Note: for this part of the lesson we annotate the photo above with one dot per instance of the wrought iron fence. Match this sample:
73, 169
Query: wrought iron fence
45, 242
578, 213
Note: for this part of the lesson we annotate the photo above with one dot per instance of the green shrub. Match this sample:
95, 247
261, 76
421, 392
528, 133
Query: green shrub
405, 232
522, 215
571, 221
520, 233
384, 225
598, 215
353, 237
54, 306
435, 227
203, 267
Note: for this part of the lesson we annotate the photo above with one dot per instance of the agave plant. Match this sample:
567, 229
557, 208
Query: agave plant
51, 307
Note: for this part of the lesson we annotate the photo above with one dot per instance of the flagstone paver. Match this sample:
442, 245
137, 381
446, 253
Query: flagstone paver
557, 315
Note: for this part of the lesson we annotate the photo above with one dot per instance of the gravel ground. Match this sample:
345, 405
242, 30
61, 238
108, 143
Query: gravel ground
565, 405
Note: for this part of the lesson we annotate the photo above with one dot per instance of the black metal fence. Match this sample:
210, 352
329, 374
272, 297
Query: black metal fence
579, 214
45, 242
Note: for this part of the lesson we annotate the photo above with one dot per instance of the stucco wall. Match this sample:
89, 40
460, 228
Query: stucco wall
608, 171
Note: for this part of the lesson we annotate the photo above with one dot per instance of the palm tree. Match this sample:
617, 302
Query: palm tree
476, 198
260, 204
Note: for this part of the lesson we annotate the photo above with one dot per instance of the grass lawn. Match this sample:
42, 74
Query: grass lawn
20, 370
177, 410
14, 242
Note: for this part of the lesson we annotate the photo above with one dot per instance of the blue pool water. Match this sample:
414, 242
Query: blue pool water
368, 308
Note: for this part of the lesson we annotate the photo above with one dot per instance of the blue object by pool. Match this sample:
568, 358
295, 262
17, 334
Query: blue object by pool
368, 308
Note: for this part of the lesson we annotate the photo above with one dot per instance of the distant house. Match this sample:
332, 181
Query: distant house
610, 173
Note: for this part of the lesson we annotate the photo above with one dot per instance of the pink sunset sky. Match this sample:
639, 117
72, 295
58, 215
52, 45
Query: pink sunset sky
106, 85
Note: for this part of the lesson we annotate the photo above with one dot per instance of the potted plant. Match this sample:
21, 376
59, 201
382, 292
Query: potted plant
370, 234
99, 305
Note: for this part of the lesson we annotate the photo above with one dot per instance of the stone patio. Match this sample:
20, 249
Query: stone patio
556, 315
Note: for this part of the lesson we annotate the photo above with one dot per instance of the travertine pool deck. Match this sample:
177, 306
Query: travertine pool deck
┄┄┄┄┄┄
**YOUR GOAL**
The line containing "of the stone" begins the span, and the last line of the records above ends it. Return that span exactly, and nothing outside it.

**PROBLEM SOLUTION**
Note: for this part of the lesson we annotate the photo above with one dot per instance of the stone patio. Match this sample:
20, 249
Query: stone patio
556, 315
Note: for this part of the lesson we annotate the photo above with one dot per instance of the travertine pool deck. Match this sample:
177, 306
Query: travertine pool deck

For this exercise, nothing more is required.